-- Begin --
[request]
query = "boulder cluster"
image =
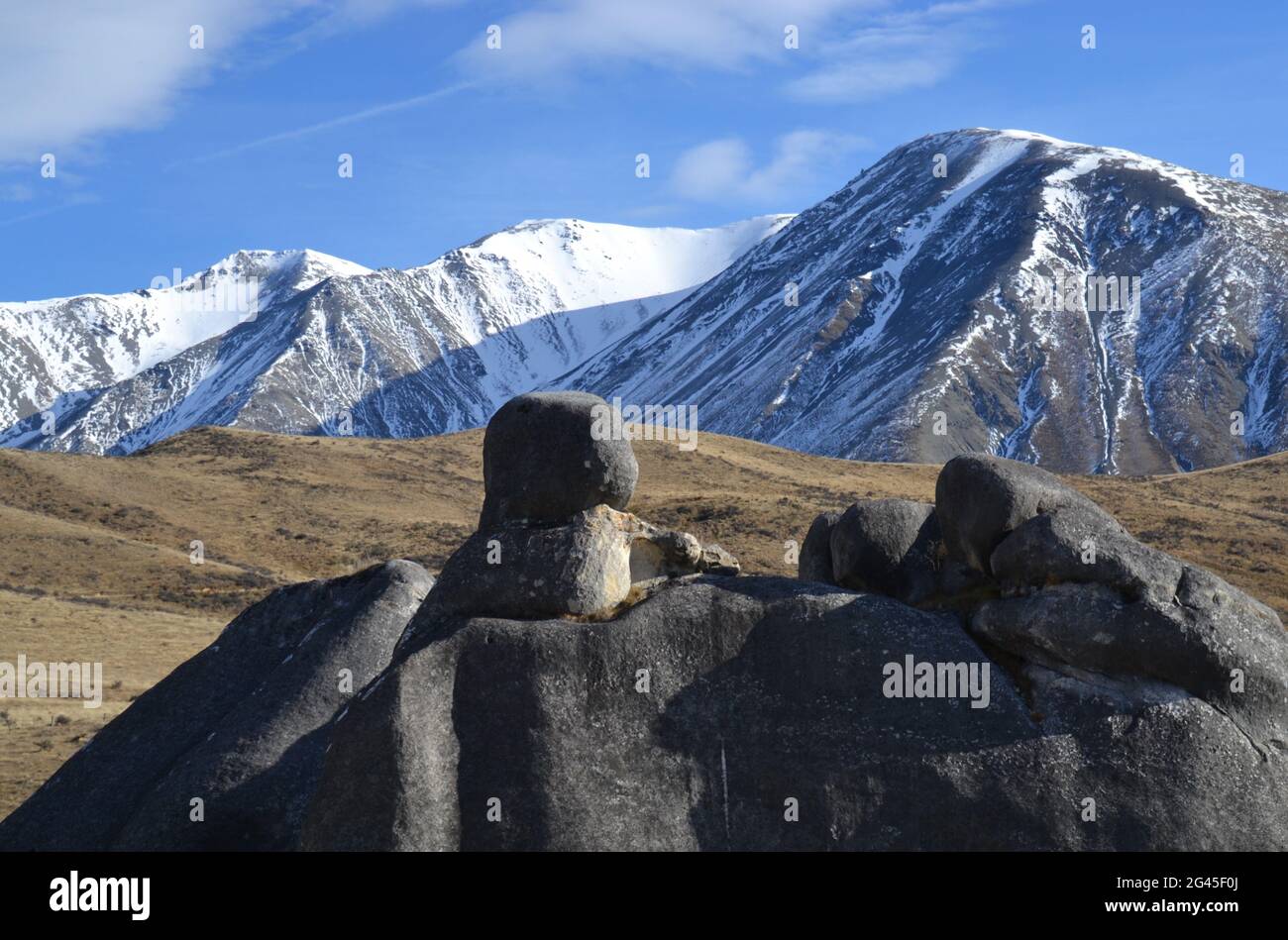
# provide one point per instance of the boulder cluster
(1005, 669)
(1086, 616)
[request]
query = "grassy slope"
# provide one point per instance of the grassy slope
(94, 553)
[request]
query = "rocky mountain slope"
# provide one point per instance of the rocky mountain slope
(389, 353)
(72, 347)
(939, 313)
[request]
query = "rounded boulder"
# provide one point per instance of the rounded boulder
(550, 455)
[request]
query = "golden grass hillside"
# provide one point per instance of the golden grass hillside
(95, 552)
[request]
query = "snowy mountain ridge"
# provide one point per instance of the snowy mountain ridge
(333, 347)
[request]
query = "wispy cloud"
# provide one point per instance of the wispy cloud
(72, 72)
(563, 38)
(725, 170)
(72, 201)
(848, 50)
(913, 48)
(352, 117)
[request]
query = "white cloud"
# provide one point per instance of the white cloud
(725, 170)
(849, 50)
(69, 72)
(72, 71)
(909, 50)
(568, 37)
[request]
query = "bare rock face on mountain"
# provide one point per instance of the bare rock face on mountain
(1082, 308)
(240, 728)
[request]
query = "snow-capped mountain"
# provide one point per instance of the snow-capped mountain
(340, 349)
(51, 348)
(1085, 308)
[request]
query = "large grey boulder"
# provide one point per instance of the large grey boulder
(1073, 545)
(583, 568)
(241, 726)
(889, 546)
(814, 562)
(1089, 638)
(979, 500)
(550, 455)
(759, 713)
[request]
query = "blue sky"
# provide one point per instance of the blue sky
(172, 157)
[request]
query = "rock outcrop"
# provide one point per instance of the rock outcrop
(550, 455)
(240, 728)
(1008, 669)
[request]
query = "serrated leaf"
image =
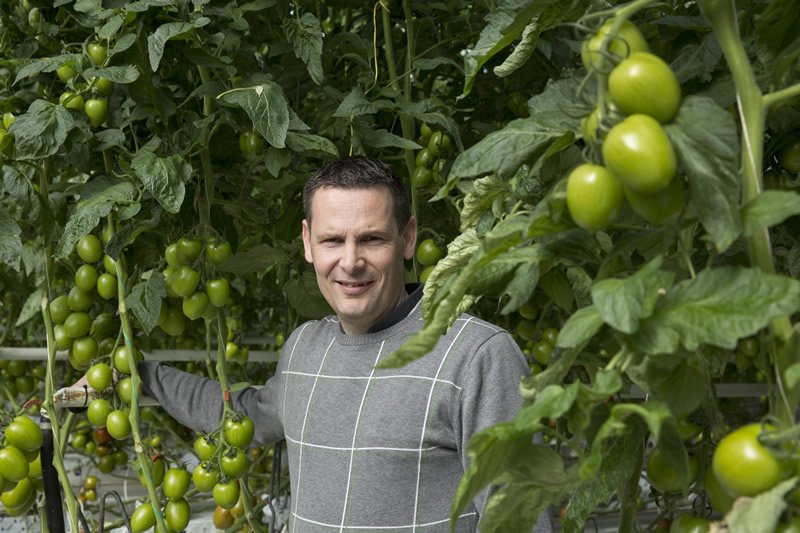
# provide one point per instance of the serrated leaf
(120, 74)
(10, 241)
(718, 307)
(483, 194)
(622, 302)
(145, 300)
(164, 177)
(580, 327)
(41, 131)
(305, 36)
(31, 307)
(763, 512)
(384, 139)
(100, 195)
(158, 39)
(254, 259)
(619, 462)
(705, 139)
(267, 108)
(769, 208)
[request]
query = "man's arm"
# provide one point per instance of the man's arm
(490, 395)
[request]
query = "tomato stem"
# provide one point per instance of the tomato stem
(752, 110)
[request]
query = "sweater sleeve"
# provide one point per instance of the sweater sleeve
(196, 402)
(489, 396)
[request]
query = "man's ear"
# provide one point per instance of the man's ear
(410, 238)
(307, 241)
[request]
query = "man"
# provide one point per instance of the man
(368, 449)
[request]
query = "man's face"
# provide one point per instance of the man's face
-- End --
** Exercise **
Repeat the records above exactly, leaving out any pictures they contain.

** Output of the exercise **
[request]
query = "boulder cluster"
image =
# provide one point per instance of the boulder cluster
(1005, 669)
(1086, 616)
[request]
query = "grassy slope"
# provide one point per instance of the grassy slope
(94, 553)
[request]
query = "rocky mountain slope"
# provide one point per instance of the rocky mountain slope
(389, 353)
(72, 347)
(939, 313)
[request]
query = "rounded boulder"
# provide one point per instance of the rounded boulder
(550, 455)
[request]
query = "golden grass hillside"
# provide one point per instance of the golden grass hillside
(95, 552)
[request]
query = "snowy mountain ridge"
# provide one point per instance of the snowy mountain ridge
(333, 347)
[request]
query = "wispy cloud"
# provide one point per instance of the wispy cloud
(72, 72)
(563, 38)
(725, 170)
(72, 201)
(848, 50)
(913, 48)
(352, 117)
[request]
query = "white cloud"
# provide one point per instance of the white cloud
(725, 170)
(849, 50)
(69, 72)
(72, 71)
(909, 50)
(568, 37)
[request]
query = "bare rock face on mountain"
# provide one point per instance of the bare rock face on mountain
(1082, 308)
(240, 728)
[request]
query = "snow-capped mountain"
# provide one point per instance of the snow-capped mountain
(340, 349)
(51, 348)
(1085, 308)
[request]
query = "large grey boulder"
# provide one point per instance of the large grey boulder
(1073, 545)
(583, 568)
(241, 726)
(889, 546)
(814, 562)
(1089, 638)
(979, 500)
(550, 455)
(759, 713)
[request]
query = "blue sky"
# provide one point per instance of the blue sky
(172, 157)
[request]
query = "rock outcrop"
# provide one point per instance of the rock outcrop
(550, 455)
(240, 728)
(1008, 669)
[request]
query = "serrated leaf"
image =
# provide one point per instance of the serrated leaf
(120, 74)
(10, 241)
(718, 307)
(483, 194)
(622, 302)
(145, 300)
(164, 177)
(580, 327)
(41, 131)
(305, 36)
(31, 307)
(763, 512)
(384, 139)
(100, 195)
(158, 39)
(254, 259)
(619, 462)
(705, 139)
(267, 108)
(769, 208)
[request]
query = "man's arm"
# provide one point per instance of the man's arm
(490, 395)
[request]
query = "tomato stem"
# provide one point per instance of the tomato stem
(752, 110)
[request]
query = "sweater sleeve"
# provide one point per instance of the sweater sleeve
(196, 402)
(489, 396)
[request]
query = "man's ear"
# provide one point per instance of the man's ear
(410, 238)
(307, 241)
[request]
query = "man"
# provide one point per instance of the man
(368, 449)
[request]
query = "man's face"
# provide one point per instance of the man's face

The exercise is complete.